*Work to be completed*: Render all of the rows below as one JSON list of strings, one string per line, leaving out any blank lines.

*Stored rows*:
------------------------------------------------------------------------

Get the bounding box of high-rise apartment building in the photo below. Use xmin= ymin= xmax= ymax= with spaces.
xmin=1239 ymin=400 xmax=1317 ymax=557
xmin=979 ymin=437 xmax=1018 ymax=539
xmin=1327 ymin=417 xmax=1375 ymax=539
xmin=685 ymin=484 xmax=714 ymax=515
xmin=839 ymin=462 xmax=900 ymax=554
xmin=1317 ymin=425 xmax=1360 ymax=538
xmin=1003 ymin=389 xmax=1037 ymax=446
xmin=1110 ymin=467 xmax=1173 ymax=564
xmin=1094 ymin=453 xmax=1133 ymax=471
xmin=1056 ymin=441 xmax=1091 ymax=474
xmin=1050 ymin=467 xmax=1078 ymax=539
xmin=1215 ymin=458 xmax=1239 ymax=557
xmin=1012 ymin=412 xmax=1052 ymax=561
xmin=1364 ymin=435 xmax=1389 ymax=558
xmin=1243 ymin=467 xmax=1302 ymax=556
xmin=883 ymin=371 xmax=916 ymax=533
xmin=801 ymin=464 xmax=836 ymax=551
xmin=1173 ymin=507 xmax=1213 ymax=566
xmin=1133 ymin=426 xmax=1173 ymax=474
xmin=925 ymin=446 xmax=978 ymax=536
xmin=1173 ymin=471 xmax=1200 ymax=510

------------------------------------------------------------------------

*Correct answer*:
[
  "Get the bounding box of high-rise apartment building in the photo below. Use xmin= ymin= xmax= ymax= with spaces.",
  "xmin=1239 ymin=400 xmax=1317 ymax=557",
  "xmin=979 ymin=437 xmax=1018 ymax=539",
  "xmin=1327 ymin=417 xmax=1375 ymax=539",
  "xmin=685 ymin=484 xmax=714 ymax=515",
  "xmin=839 ymin=462 xmax=900 ymax=554",
  "xmin=1317 ymin=425 xmax=1360 ymax=538",
  "xmin=1003 ymin=389 xmax=1037 ymax=446",
  "xmin=1110 ymin=467 xmax=1173 ymax=564",
  "xmin=1094 ymin=453 xmax=1133 ymax=471",
  "xmin=1056 ymin=441 xmax=1091 ymax=474",
  "xmin=1050 ymin=467 xmax=1078 ymax=539",
  "xmin=1215 ymin=458 xmax=1239 ymax=557",
  "xmin=1012 ymin=412 xmax=1052 ymax=561",
  "xmin=1364 ymin=435 xmax=1389 ymax=558",
  "xmin=1243 ymin=467 xmax=1302 ymax=556",
  "xmin=883 ymin=371 xmax=916 ymax=533",
  "xmin=801 ymin=464 xmax=836 ymax=551",
  "xmin=1173 ymin=507 xmax=1213 ymax=566",
  "xmin=1133 ymin=426 xmax=1173 ymax=474",
  "xmin=925 ymin=446 xmax=978 ymax=536",
  "xmin=1173 ymin=471 xmax=1200 ymax=510"
]